____ Source text
Invention Title:

SYSTEMS AND METHODS FOR INTERACTING WITH A LARGE LANGUAGE MODEL

Publication number:

US20250104243

Publication date:
Section:

Physics

Class:

G06T7/10

Inventors:

Assignee:

Applicant:

Smart overview of the Invention

The disclosed systems and methods are designed to enhance interaction with multimodal machine learning models, particularly through graphical user interfaces (GUIs). These methods involve displaying an image to a user, receiving a textual prompt, and generating input data that combines both the image and the text. The multimodal model then processes this input data to identify specific locations in the image, providing outputs that include location indications. These outputs are visually represented within the GUI to improve user interaction.

Context and Challenges

Traditional machine learning models, especially multimodal large language models (LLMs), process various data types but often rely on text-based interactions. Users typically interact with these models via GUIs, which can be cumbersome, especially when precise selection of image elements is required. This process is challenging for users with visual impairments or those unfamiliar with GUI functionalities. Current models mainly provide textual responses, which can be resource-intensive and may not effectively guide users in identifying visual elements in images.

Innovative Solutions

The proposed solutions address these challenges by enabling multimodal LLMs to generate visual responses, enhancing user experience. The system uses prompt engineering to conditionally identify locations in images based on user prompts. Outputs include location indications that are visually emphasized within the GUI, aiding users in identifying specific image elements without relying solely on text descriptions.

Technical Implementation

The system includes methods for displaying emphasis indicators at identified locations in images, potentially using cursor placement or updated images. Input data is generated by combining images with spatial encoding. Outputs can include textual responses alongside graphical emphasis at indicated locations. The system also supports sequential location indications and image segmentation to modify visual characteristics within specified segments.

System Architecture

The disclosed embodiments feature a system comprising processors and non-transitory computer-readable media containing instructions for executing operations such as providing GUIs associated with multimodal models. These systems are capable of processing user prompts and images to generate outputs that visually guide users within the interface. Additionally, server configurations are described for handling online requests from client devices, facilitating remote interaction with the machine learning model.
________
____ Material shown
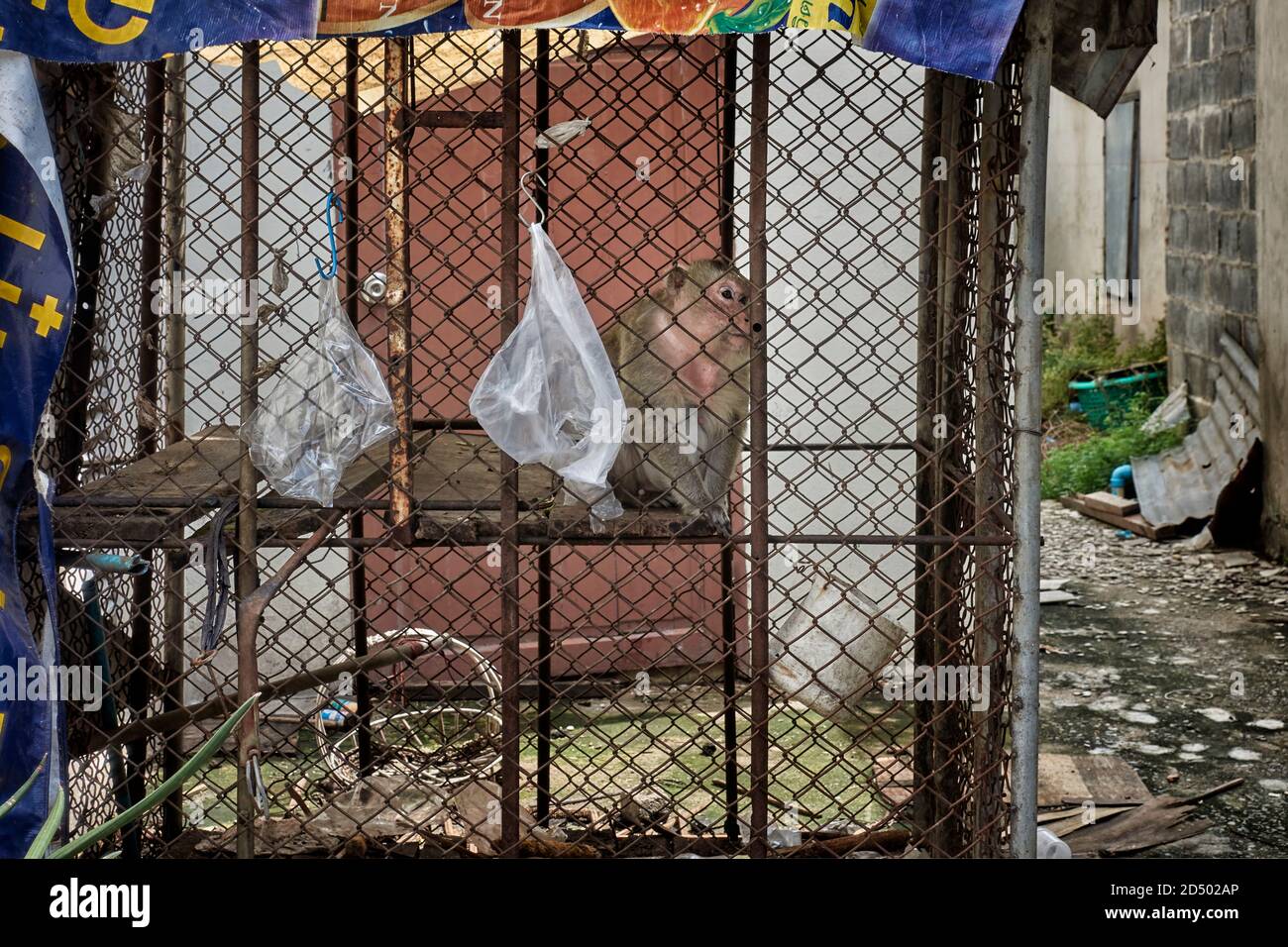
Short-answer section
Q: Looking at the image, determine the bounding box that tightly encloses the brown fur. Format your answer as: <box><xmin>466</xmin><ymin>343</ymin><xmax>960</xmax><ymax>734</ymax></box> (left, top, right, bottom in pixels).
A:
<box><xmin>602</xmin><ymin>259</ymin><xmax>754</xmax><ymax>535</ymax></box>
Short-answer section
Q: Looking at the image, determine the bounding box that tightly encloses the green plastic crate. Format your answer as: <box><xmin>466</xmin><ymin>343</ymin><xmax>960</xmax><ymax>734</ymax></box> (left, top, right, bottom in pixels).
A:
<box><xmin>1069</xmin><ymin>366</ymin><xmax>1167</xmax><ymax>430</ymax></box>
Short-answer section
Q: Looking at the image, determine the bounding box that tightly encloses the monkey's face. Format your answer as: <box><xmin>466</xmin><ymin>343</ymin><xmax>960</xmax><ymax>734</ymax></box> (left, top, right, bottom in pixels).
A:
<box><xmin>702</xmin><ymin>273</ymin><xmax>752</xmax><ymax>344</ymax></box>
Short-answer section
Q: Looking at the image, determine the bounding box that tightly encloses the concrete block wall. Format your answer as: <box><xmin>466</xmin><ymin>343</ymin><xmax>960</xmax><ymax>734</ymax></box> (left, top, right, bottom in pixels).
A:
<box><xmin>1159</xmin><ymin>0</ymin><xmax>1261</xmax><ymax>412</ymax></box>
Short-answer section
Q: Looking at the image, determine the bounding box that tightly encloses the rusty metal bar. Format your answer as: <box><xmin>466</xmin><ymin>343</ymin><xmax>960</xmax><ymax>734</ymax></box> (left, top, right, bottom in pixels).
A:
<box><xmin>415</xmin><ymin>109</ymin><xmax>499</xmax><ymax>129</ymax></box>
<box><xmin>383</xmin><ymin>38</ymin><xmax>415</xmax><ymax>544</ymax></box>
<box><xmin>1012</xmin><ymin>0</ymin><xmax>1053</xmax><ymax>858</ymax></box>
<box><xmin>80</xmin><ymin>642</ymin><xmax>425</xmax><ymax>751</ymax></box>
<box><xmin>124</xmin><ymin>59</ymin><xmax>164</xmax><ymax>858</ymax></box>
<box><xmin>501</xmin><ymin>30</ymin><xmax>522</xmax><ymax>857</ymax></box>
<box><xmin>161</xmin><ymin>53</ymin><xmax>188</xmax><ymax>841</ymax></box>
<box><xmin>971</xmin><ymin>85</ymin><xmax>1010</xmax><ymax>858</ymax></box>
<box><xmin>748</xmin><ymin>34</ymin><xmax>770</xmax><ymax>858</ymax></box>
<box><xmin>233</xmin><ymin>43</ymin><xmax>261</xmax><ymax>858</ymax></box>
<box><xmin>912</xmin><ymin>69</ymin><xmax>944</xmax><ymax>850</ymax></box>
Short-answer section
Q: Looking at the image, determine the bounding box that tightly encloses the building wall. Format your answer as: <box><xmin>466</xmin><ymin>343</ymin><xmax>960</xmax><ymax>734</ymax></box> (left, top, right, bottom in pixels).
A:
<box><xmin>1256</xmin><ymin>0</ymin><xmax>1288</xmax><ymax>557</ymax></box>
<box><xmin>1167</xmin><ymin>0</ymin><xmax>1262</xmax><ymax>412</ymax></box>
<box><xmin>1046</xmin><ymin>0</ymin><xmax>1171</xmax><ymax>344</ymax></box>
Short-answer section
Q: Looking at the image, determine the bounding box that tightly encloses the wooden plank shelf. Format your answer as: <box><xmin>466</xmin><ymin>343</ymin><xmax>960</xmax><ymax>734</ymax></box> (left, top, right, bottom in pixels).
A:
<box><xmin>38</xmin><ymin>424</ymin><xmax>720</xmax><ymax>546</ymax></box>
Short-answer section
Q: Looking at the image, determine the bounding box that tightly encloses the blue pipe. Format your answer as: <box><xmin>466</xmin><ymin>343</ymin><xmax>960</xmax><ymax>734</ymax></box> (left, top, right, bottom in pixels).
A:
<box><xmin>1109</xmin><ymin>464</ymin><xmax>1134</xmax><ymax>496</ymax></box>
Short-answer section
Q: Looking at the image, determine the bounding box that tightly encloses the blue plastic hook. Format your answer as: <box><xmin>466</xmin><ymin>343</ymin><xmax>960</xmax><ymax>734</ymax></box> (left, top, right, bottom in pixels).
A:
<box><xmin>313</xmin><ymin>191</ymin><xmax>344</xmax><ymax>279</ymax></box>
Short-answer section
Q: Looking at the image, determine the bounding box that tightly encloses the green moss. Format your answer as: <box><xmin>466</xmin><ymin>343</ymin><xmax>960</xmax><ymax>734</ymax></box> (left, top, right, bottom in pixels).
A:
<box><xmin>1042</xmin><ymin>316</ymin><xmax>1167</xmax><ymax>419</ymax></box>
<box><xmin>1042</xmin><ymin>398</ymin><xmax>1185</xmax><ymax>500</ymax></box>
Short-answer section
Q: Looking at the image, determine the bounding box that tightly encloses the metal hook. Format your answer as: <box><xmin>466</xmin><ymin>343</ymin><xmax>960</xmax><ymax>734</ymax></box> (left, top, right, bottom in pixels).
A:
<box><xmin>519</xmin><ymin>171</ymin><xmax>546</xmax><ymax>227</ymax></box>
<box><xmin>313</xmin><ymin>191</ymin><xmax>344</xmax><ymax>279</ymax></box>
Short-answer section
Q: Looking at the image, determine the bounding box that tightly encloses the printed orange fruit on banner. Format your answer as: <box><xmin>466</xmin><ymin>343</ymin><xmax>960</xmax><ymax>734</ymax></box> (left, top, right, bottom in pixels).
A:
<box><xmin>610</xmin><ymin>0</ymin><xmax>720</xmax><ymax>36</ymax></box>
<box><xmin>465</xmin><ymin>0</ymin><xmax>608</xmax><ymax>29</ymax></box>
<box><xmin>318</xmin><ymin>0</ymin><xmax>456</xmax><ymax>36</ymax></box>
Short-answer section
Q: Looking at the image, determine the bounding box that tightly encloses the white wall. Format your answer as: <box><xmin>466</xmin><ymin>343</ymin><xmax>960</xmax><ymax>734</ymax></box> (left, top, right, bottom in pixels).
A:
<box><xmin>738</xmin><ymin>34</ymin><xmax>922</xmax><ymax>644</ymax></box>
<box><xmin>1046</xmin><ymin>0</ymin><xmax>1171</xmax><ymax>342</ymax></box>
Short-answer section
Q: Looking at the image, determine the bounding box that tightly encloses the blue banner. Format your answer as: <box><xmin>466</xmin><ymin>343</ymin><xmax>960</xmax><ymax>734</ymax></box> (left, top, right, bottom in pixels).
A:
<box><xmin>0</xmin><ymin>53</ymin><xmax>76</xmax><ymax>858</ymax></box>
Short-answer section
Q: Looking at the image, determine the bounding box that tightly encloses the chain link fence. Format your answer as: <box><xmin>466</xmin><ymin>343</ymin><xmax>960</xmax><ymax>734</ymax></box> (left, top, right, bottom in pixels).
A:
<box><xmin>26</xmin><ymin>30</ymin><xmax>1022</xmax><ymax>857</ymax></box>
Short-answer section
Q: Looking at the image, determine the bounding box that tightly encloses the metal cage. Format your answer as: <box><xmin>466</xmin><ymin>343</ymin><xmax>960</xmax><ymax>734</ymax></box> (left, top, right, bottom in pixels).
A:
<box><xmin>26</xmin><ymin>9</ymin><xmax>1044</xmax><ymax>857</ymax></box>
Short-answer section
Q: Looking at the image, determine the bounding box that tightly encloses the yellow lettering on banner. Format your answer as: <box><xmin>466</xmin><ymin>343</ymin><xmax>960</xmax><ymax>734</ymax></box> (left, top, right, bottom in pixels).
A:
<box><xmin>0</xmin><ymin>214</ymin><xmax>46</xmax><ymax>250</ymax></box>
<box><xmin>0</xmin><ymin>445</ymin><xmax>13</xmax><ymax>607</ymax></box>
<box><xmin>67</xmin><ymin>0</ymin><xmax>152</xmax><ymax>47</ymax></box>
<box><xmin>31</xmin><ymin>296</ymin><xmax>63</xmax><ymax>339</ymax></box>
<box><xmin>787</xmin><ymin>0</ymin><xmax>877</xmax><ymax>36</ymax></box>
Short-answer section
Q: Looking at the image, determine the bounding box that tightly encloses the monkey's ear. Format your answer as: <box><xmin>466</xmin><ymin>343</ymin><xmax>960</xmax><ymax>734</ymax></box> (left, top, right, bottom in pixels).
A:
<box><xmin>666</xmin><ymin>266</ymin><xmax>690</xmax><ymax>296</ymax></box>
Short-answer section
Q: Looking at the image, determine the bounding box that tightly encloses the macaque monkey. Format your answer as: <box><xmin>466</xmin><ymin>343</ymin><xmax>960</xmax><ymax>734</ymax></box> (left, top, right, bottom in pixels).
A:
<box><xmin>602</xmin><ymin>259</ymin><xmax>754</xmax><ymax>536</ymax></box>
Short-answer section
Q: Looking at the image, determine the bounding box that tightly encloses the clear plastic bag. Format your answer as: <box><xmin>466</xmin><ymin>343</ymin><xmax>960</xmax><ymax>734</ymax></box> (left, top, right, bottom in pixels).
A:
<box><xmin>471</xmin><ymin>224</ymin><xmax>626</xmax><ymax>519</ymax></box>
<box><xmin>241</xmin><ymin>279</ymin><xmax>394</xmax><ymax>506</ymax></box>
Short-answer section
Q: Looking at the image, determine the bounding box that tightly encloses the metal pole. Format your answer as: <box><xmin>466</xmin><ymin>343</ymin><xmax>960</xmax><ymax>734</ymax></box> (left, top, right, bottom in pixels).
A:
<box><xmin>124</xmin><ymin>59</ymin><xmax>164</xmax><ymax>858</ymax></box>
<box><xmin>501</xmin><ymin>30</ymin><xmax>523</xmax><ymax>857</ymax></box>
<box><xmin>161</xmin><ymin>53</ymin><xmax>188</xmax><ymax>841</ymax></box>
<box><xmin>340</xmin><ymin>38</ymin><xmax>374</xmax><ymax>776</ymax></box>
<box><xmin>383</xmin><ymin>38</ymin><xmax>413</xmax><ymax>545</ymax></box>
<box><xmin>233</xmin><ymin>43</ymin><xmax>259</xmax><ymax>858</ymax></box>
<box><xmin>1012</xmin><ymin>0</ymin><xmax>1052</xmax><ymax>858</ymax></box>
<box><xmin>720</xmin><ymin>34</ymin><xmax>739</xmax><ymax>840</ymax></box>
<box><xmin>750</xmin><ymin>34</ymin><xmax>769</xmax><ymax>858</ymax></box>
<box><xmin>533</xmin><ymin>30</ymin><xmax>554</xmax><ymax>824</ymax></box>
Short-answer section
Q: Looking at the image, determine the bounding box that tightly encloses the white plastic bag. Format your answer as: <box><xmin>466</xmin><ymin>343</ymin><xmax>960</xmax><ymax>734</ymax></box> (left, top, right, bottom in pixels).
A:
<box><xmin>241</xmin><ymin>279</ymin><xmax>394</xmax><ymax>506</ymax></box>
<box><xmin>471</xmin><ymin>224</ymin><xmax>626</xmax><ymax>519</ymax></box>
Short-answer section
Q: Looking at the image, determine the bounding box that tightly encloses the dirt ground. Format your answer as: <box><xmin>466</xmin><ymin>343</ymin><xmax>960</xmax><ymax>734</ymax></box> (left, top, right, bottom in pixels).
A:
<box><xmin>1040</xmin><ymin>502</ymin><xmax>1288</xmax><ymax>857</ymax></box>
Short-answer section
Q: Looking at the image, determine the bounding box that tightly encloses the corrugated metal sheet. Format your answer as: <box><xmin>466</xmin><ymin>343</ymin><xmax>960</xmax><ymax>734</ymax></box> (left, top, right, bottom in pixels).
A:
<box><xmin>1130</xmin><ymin>335</ymin><xmax>1261</xmax><ymax>526</ymax></box>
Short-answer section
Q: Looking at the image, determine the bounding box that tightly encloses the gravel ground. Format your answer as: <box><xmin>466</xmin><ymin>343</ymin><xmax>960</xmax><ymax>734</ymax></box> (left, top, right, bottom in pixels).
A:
<box><xmin>1040</xmin><ymin>502</ymin><xmax>1288</xmax><ymax>857</ymax></box>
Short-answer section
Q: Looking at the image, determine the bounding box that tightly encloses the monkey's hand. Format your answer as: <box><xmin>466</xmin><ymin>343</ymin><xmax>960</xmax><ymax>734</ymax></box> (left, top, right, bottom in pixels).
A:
<box><xmin>705</xmin><ymin>506</ymin><xmax>733</xmax><ymax>539</ymax></box>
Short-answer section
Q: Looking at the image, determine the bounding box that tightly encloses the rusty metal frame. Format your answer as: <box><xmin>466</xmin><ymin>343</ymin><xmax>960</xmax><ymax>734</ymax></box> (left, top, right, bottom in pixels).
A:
<box><xmin>35</xmin><ymin>30</ymin><xmax>1044</xmax><ymax>858</ymax></box>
________
**Problem requirements**. Update the stretch of the patent summary from "The system includes" through "within specified segments.", changing "spatial encoding" to "positional encoding".

**Response**.
The system includes methods for displaying emphasis indicators at identified locations in images, potentially using cursor placement or updated images. Input data is generated by combining images with positional encoding. Outputs can include textual responses alongside graphical emphasis at indicated locations. The system also supports sequential location indications and image segmentation to modify visual characteristics within specified segments.